▶ _Assignment_
Repeat the data word for word, from the beginning up to and including the line containing "positive clicks: (716, 305)".

(Records in a dataset)
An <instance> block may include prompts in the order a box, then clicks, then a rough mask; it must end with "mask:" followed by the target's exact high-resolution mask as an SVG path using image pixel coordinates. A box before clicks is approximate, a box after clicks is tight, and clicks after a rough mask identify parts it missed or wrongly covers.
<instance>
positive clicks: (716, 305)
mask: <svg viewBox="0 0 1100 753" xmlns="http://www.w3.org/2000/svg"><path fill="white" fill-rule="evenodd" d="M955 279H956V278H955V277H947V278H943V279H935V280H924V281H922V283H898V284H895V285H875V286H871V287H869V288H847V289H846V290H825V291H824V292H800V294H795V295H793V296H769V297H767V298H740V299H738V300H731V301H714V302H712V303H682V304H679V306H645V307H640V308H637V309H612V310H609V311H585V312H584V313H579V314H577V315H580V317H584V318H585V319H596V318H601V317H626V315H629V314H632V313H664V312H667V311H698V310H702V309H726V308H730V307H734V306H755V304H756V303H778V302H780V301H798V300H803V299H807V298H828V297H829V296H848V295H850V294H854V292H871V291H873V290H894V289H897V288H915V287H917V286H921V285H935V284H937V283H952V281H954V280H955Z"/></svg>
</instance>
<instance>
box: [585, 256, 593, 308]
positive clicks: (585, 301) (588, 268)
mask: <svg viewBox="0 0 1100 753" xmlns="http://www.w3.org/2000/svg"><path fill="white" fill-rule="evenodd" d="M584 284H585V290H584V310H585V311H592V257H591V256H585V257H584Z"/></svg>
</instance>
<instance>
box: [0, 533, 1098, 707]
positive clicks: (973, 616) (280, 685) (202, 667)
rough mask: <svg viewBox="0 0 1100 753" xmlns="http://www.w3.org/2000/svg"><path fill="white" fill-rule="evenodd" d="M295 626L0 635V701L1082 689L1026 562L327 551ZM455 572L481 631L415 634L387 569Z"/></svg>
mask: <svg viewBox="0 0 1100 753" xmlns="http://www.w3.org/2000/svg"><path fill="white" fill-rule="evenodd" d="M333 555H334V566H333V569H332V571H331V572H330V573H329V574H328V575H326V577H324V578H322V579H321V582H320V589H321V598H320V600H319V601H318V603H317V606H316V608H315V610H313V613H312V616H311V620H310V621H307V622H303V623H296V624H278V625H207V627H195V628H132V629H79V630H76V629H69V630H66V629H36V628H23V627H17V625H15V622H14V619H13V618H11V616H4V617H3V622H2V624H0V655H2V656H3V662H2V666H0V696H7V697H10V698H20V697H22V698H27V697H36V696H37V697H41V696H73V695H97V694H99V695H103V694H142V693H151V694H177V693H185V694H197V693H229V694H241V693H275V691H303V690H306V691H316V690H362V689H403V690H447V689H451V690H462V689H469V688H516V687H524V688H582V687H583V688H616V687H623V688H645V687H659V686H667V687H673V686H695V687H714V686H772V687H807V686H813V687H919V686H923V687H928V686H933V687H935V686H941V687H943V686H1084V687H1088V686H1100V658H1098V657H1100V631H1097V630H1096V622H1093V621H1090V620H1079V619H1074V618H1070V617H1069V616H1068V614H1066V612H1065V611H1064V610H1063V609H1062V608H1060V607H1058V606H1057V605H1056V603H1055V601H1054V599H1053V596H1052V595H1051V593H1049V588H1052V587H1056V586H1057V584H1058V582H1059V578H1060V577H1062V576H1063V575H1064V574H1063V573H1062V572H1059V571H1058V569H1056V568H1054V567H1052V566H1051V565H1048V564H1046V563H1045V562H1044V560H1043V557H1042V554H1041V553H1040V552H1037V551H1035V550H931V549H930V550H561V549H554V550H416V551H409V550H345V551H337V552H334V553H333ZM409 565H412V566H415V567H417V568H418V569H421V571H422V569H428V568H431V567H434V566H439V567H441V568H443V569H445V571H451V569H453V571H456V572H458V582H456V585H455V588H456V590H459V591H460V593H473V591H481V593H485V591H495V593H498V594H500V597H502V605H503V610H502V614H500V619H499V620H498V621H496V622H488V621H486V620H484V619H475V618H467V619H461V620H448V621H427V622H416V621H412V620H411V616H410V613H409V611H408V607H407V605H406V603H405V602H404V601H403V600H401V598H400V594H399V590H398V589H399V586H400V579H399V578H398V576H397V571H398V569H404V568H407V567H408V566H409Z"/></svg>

▶ _Response area_
An <instance> block may include prompts in the order a box, then clicks, then a rough mask; it must end with "mask:" followed by the target's exact high-resolution mask as an SVG path using image pixel coordinates. A box before clicks is approximate, a box after clicks is tight, and clicks after a rough mask identify parts it missed or wrongly covers.
<instance>
positive clicks: (716, 305)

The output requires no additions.